*WORK TASK*. Go through the data line by line. Copy each one holding the string "faucet".

*DATA RECORDS*.
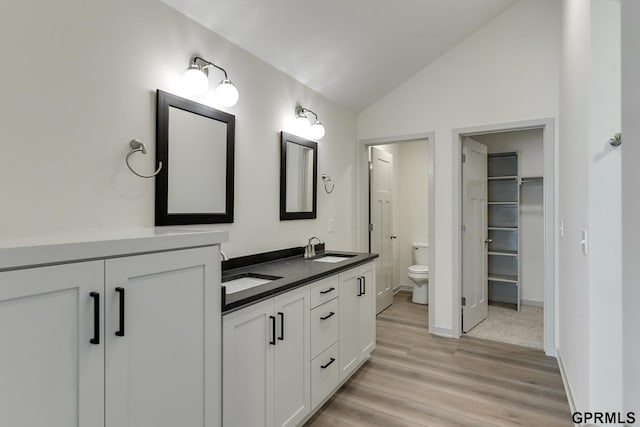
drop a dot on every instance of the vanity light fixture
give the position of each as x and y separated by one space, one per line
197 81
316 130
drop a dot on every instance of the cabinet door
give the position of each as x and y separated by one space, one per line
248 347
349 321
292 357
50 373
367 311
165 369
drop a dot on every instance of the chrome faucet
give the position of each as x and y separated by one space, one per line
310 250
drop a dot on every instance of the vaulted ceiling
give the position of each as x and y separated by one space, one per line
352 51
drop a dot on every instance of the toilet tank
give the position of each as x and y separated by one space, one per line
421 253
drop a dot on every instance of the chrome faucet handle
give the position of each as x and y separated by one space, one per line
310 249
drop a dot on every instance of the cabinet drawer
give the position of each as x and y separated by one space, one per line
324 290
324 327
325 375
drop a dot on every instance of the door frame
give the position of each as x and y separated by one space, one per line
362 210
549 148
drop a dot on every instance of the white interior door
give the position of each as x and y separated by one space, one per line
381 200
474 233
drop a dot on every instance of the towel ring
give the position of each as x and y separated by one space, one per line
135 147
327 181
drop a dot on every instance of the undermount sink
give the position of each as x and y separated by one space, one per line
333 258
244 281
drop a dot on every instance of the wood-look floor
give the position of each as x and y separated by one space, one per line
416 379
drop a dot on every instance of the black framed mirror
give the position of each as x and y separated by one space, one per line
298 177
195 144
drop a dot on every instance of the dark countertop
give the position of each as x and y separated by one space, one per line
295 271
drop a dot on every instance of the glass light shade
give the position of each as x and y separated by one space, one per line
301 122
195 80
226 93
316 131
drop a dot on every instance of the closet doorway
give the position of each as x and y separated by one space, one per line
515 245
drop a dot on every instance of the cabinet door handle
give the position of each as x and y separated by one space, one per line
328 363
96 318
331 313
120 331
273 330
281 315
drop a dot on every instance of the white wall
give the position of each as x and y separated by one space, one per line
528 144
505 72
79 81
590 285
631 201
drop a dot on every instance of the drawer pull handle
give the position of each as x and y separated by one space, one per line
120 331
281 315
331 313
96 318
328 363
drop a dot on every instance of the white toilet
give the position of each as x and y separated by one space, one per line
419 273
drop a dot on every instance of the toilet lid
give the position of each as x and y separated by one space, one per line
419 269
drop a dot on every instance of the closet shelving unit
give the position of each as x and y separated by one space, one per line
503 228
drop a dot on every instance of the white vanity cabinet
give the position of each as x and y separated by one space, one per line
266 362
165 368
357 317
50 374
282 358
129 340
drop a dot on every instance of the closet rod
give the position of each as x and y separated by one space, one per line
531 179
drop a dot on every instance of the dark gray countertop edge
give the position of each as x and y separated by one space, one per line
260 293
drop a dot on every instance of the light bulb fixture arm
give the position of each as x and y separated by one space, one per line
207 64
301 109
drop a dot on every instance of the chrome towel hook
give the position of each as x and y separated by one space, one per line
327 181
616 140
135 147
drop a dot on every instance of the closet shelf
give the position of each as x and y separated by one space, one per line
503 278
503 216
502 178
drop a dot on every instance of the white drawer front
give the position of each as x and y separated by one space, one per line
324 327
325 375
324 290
==
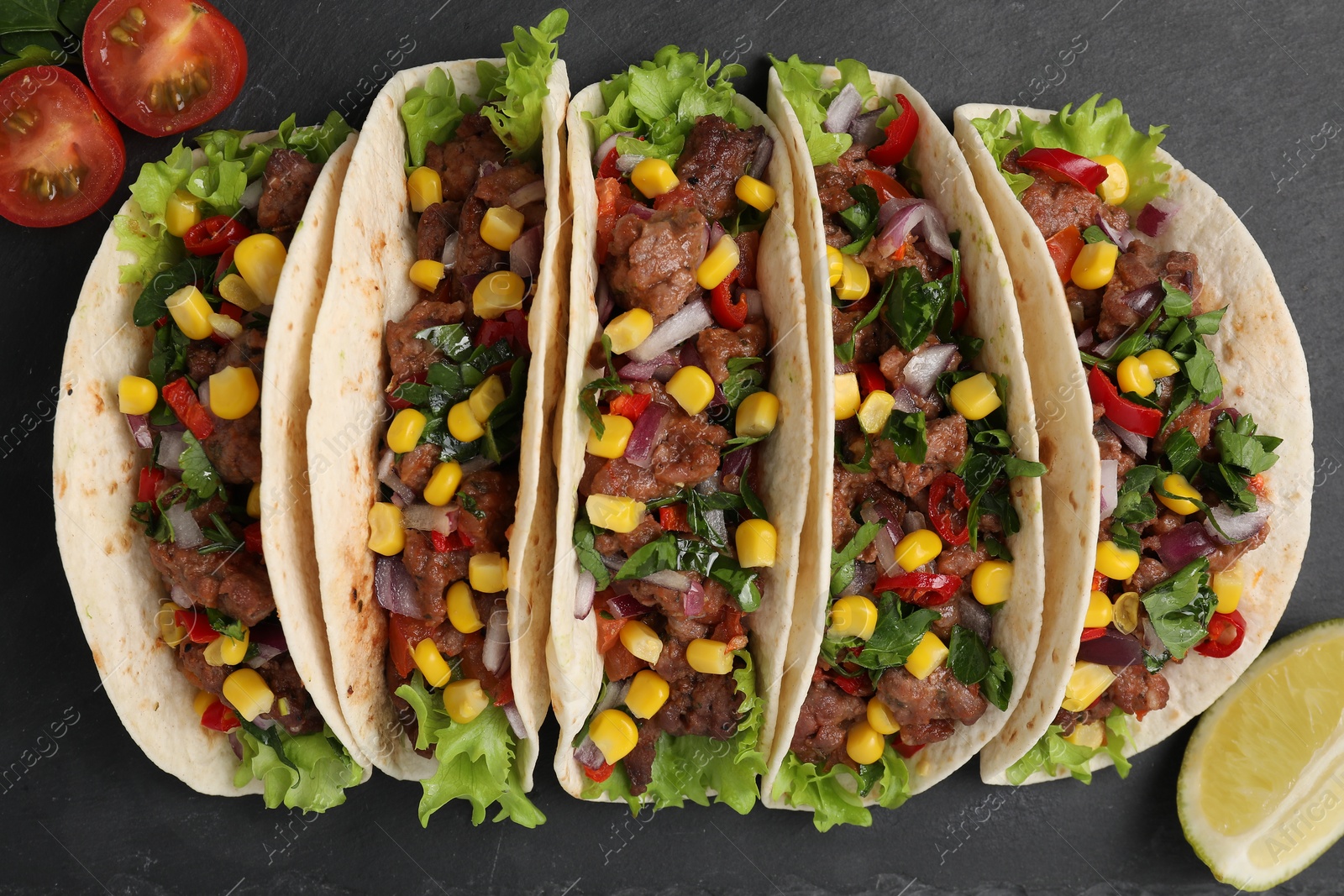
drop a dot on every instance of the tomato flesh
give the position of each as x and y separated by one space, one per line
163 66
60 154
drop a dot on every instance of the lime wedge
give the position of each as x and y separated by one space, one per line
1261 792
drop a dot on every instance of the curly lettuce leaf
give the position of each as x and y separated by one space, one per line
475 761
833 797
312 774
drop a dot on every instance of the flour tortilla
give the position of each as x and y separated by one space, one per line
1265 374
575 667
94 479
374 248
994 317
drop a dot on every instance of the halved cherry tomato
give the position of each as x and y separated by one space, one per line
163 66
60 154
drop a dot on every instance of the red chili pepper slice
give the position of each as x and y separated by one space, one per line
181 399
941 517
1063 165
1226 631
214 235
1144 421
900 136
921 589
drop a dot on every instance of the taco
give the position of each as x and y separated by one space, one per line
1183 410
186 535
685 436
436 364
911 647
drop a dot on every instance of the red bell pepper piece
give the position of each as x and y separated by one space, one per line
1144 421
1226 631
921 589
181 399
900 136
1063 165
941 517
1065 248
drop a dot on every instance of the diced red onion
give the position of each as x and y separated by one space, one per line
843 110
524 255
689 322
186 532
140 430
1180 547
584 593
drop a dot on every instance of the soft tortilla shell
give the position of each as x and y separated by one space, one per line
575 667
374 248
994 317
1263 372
* * *
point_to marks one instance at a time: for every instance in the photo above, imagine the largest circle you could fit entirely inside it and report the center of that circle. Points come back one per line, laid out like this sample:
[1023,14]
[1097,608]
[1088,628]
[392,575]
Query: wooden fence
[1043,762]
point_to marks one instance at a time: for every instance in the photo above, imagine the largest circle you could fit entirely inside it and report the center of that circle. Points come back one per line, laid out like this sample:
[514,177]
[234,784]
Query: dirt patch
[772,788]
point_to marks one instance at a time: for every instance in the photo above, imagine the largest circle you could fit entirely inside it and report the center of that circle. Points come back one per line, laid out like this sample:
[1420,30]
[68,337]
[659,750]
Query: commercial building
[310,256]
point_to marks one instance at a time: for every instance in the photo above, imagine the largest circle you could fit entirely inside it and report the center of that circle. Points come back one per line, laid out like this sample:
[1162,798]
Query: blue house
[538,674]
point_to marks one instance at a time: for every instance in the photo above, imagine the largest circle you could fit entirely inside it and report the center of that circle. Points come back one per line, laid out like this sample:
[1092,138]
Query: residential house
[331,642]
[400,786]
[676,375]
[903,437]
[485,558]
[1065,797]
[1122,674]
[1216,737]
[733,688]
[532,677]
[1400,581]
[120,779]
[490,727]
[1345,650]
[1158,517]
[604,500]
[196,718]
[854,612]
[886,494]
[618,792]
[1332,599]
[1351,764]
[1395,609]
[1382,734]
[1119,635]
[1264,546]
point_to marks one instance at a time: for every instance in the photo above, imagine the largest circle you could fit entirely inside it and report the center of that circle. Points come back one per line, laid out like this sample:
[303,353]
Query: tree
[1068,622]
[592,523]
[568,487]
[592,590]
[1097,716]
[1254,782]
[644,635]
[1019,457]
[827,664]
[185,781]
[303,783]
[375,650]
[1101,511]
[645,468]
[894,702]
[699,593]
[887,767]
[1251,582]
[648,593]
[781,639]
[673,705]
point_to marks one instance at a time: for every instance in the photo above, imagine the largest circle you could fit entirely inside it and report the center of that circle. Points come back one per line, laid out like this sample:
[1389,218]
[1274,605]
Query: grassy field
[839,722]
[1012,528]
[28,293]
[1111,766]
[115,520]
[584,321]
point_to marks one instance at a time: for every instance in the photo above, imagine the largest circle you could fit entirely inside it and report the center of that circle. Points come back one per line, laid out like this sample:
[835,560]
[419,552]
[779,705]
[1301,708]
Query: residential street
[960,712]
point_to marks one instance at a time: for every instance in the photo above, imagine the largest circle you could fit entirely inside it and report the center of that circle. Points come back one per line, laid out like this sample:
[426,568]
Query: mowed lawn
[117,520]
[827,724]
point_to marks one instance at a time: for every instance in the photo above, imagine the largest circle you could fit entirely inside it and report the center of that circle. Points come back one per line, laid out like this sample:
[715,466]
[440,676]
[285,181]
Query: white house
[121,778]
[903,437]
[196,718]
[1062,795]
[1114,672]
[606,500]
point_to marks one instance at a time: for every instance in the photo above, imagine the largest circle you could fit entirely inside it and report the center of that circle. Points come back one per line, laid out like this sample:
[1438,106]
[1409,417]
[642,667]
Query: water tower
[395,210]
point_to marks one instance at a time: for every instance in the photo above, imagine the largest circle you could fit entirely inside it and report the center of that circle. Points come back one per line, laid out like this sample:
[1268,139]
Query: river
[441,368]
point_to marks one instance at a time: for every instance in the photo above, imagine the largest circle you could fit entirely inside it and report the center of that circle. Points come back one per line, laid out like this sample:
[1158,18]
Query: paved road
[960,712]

*SOLUTION TO THIS TASK*.
drop a dot on every instance of the chrome faucet
drop a dot on every instance of the chrome faucet handle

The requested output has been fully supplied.